• _What needs to be done_: Only one stretch of the data is wanted: the line containing "</instance>", the line containing "positive clicks: (348, 412)", and every line between them, copied exactly.

• _Dataset excerpts_:

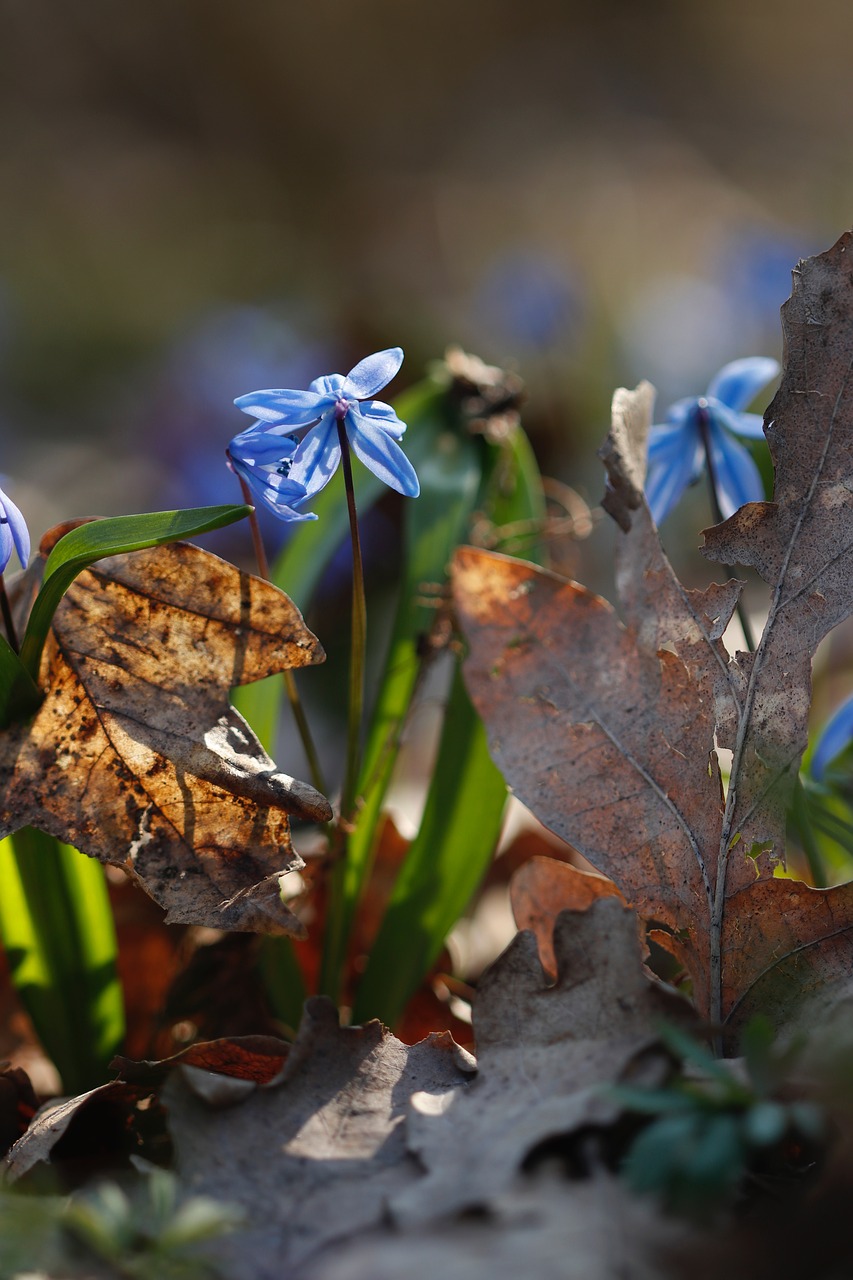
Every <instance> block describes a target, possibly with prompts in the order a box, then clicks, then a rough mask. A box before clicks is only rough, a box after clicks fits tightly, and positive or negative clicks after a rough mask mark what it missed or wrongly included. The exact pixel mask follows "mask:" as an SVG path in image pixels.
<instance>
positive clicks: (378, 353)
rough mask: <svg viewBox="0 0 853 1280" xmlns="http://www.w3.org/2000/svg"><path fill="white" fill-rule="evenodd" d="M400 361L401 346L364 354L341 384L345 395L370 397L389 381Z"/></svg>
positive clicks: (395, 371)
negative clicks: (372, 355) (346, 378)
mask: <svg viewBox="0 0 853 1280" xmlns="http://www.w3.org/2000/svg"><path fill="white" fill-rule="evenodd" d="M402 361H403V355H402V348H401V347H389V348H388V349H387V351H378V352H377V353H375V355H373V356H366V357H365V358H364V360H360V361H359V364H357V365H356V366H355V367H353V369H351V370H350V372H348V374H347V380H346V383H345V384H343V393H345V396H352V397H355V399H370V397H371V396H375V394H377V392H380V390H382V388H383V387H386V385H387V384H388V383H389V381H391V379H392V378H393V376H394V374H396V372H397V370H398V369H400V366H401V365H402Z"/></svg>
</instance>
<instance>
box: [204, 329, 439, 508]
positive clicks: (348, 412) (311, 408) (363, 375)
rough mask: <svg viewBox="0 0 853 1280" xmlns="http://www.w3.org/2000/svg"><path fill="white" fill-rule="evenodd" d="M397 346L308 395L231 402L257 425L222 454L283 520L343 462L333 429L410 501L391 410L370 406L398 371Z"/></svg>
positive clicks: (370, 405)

• _Answer space_:
</instance>
<instance>
box: [204, 329, 439, 508]
positive clicks: (348, 412) (311, 408) (363, 375)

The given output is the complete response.